__Exercise materials__:
========================

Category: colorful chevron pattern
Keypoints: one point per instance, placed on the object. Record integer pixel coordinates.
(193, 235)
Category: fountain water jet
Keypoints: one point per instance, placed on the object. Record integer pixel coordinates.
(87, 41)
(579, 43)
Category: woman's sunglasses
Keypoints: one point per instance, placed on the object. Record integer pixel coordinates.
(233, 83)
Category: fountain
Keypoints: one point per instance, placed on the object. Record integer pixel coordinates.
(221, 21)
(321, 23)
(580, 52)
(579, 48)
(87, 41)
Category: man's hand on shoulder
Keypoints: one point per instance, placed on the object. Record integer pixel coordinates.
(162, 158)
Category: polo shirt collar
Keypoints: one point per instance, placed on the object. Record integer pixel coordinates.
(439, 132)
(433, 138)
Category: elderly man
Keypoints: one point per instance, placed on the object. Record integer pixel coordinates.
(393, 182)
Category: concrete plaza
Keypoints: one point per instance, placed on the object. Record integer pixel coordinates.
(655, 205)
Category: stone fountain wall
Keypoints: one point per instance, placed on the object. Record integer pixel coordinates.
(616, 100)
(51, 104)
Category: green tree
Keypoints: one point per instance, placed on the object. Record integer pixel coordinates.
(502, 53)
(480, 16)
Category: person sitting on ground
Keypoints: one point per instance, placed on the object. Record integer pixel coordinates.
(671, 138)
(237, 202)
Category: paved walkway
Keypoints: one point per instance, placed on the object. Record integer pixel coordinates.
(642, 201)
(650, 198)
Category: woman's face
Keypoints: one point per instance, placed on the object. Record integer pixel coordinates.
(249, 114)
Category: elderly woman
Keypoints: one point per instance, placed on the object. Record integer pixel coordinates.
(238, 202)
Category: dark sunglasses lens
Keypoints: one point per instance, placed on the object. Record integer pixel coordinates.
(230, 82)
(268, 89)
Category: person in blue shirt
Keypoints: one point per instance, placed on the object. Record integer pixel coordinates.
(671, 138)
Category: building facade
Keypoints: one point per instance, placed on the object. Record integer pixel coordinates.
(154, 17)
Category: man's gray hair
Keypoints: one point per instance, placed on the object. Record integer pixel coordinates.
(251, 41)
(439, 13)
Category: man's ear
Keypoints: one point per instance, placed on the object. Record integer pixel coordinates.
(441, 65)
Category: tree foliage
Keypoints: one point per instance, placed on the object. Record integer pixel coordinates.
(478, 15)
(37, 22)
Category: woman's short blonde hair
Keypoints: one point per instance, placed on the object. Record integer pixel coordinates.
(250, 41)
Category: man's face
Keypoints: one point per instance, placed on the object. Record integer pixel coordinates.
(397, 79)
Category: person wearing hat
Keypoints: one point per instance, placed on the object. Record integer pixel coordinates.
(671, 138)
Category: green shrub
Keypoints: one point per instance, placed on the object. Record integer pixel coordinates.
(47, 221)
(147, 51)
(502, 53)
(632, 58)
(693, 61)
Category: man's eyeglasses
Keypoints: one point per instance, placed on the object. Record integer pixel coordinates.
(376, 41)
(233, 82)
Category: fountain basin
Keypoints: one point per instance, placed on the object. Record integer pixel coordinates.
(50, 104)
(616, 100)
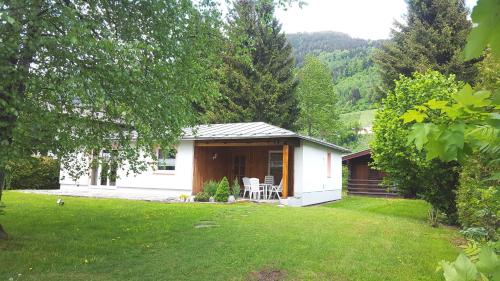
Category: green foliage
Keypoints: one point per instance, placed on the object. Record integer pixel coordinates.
(349, 62)
(486, 17)
(258, 81)
(210, 187)
(485, 266)
(222, 192)
(468, 122)
(235, 188)
(407, 167)
(433, 217)
(478, 199)
(83, 76)
(202, 197)
(34, 173)
(432, 37)
(355, 76)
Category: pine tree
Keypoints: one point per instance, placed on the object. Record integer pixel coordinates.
(317, 99)
(432, 38)
(258, 81)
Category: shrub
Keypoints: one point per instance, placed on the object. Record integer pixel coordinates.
(210, 187)
(478, 199)
(35, 173)
(201, 197)
(235, 188)
(478, 262)
(222, 192)
(404, 164)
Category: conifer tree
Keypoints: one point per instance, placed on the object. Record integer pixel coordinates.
(258, 82)
(432, 38)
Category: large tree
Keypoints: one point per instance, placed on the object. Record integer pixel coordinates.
(258, 82)
(432, 37)
(93, 75)
(407, 167)
(319, 116)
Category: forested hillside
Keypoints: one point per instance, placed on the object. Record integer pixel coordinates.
(349, 60)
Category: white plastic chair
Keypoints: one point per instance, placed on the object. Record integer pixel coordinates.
(246, 186)
(255, 188)
(277, 189)
(268, 183)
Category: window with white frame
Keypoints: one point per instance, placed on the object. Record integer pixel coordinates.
(166, 159)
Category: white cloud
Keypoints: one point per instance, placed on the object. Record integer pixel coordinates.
(370, 19)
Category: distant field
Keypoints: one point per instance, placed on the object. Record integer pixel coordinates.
(364, 117)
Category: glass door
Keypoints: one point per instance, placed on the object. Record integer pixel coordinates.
(275, 165)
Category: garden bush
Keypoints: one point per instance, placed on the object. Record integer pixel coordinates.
(210, 187)
(222, 192)
(201, 197)
(34, 173)
(478, 199)
(405, 165)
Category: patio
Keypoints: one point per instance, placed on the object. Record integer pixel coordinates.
(257, 159)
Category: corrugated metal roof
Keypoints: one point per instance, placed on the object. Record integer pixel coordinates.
(251, 130)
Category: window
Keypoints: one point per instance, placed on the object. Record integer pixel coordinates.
(239, 166)
(166, 159)
(275, 165)
(329, 165)
(104, 168)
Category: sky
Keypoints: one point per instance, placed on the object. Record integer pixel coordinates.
(368, 19)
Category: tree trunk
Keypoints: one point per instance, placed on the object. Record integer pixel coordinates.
(3, 234)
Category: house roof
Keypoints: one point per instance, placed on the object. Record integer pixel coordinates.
(357, 154)
(251, 130)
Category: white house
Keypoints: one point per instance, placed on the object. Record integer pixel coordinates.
(311, 169)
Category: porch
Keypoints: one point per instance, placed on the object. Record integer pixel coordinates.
(253, 158)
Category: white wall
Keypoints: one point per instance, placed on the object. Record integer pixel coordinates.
(158, 183)
(311, 182)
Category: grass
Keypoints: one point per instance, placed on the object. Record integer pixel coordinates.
(106, 239)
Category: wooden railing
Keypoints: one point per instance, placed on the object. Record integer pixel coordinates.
(370, 188)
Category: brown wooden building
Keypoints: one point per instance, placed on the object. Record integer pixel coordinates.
(363, 179)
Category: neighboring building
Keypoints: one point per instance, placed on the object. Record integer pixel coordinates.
(363, 179)
(311, 169)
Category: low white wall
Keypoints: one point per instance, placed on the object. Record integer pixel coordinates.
(312, 185)
(155, 183)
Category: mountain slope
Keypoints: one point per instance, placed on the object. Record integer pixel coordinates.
(349, 59)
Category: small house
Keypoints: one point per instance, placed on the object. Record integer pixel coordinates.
(309, 169)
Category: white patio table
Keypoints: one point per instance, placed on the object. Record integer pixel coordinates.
(265, 188)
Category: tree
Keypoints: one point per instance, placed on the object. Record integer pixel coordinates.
(88, 76)
(433, 37)
(258, 75)
(473, 116)
(319, 116)
(407, 167)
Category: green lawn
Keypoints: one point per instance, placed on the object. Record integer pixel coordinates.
(103, 239)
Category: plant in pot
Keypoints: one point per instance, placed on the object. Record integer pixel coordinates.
(222, 193)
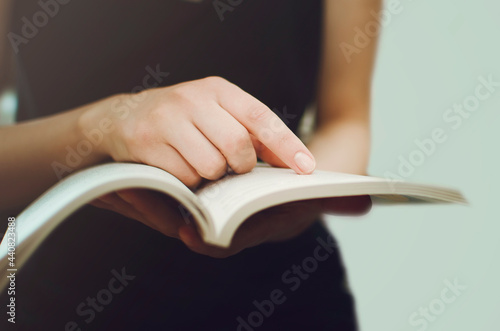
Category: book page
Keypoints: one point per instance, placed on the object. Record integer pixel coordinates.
(234, 198)
(48, 211)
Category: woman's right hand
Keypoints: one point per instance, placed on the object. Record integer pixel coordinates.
(194, 130)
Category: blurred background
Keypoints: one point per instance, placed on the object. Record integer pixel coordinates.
(400, 260)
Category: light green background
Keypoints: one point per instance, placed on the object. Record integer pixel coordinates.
(398, 258)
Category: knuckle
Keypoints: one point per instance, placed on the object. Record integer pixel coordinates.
(191, 179)
(258, 113)
(143, 135)
(213, 168)
(284, 140)
(236, 141)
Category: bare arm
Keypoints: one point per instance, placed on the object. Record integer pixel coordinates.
(342, 139)
(4, 23)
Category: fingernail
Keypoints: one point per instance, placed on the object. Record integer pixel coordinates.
(305, 163)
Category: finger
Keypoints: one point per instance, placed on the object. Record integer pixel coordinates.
(354, 205)
(169, 159)
(198, 151)
(228, 136)
(267, 127)
(266, 155)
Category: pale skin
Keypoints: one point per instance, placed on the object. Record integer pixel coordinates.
(194, 130)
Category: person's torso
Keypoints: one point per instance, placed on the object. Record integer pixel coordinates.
(95, 48)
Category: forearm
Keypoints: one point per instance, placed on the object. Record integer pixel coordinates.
(36, 154)
(342, 140)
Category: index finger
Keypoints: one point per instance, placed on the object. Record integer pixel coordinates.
(267, 127)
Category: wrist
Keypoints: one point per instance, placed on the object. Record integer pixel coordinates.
(94, 128)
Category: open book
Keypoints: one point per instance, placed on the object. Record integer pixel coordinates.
(218, 208)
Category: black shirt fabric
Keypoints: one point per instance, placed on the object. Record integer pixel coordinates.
(95, 48)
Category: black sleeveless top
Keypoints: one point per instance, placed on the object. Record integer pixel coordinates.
(92, 49)
(95, 48)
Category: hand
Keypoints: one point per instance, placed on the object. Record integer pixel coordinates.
(195, 130)
(271, 225)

========================

Keep only the lines from the one containing "Category: pale skin" to the end of the entries, and repeat them exactly.

__The completed task__:
Category: pale skin
Keypoints: one point per instance, placed on the object. Record integer pixel coordinates.
(194, 130)
Category: person's torso
Keypoints: one point per instance, placed on the object. Record integer pixel coordinates.
(95, 48)
Category: forearm
Keypoints: one point per instance, placed on the object. Record integer pixel coordinates.
(36, 154)
(342, 140)
Category: index finger
Keypoints: one point per instance, placed on the object. Record integer pixel coordinates.
(267, 127)
Category: wrist
Keypoints: one point per instance, placed on the object. Record integer pixel coordinates.
(94, 128)
Category: open book
Keypoints: one point per instance, placed on the object. Record integer pixel coordinates.
(218, 208)
Category: black shirt fabric
Keypoints: one point per instance, placed on the object. Record integer pixel coordinates.
(95, 48)
Category: black sleeveless top
Keypoints: one point per instance, placed on the object. Record integer pixel coordinates.
(92, 49)
(95, 48)
Category: hand
Keypoints: one point per instance, placed on the object. Record integer pixel coordinates.
(195, 130)
(271, 225)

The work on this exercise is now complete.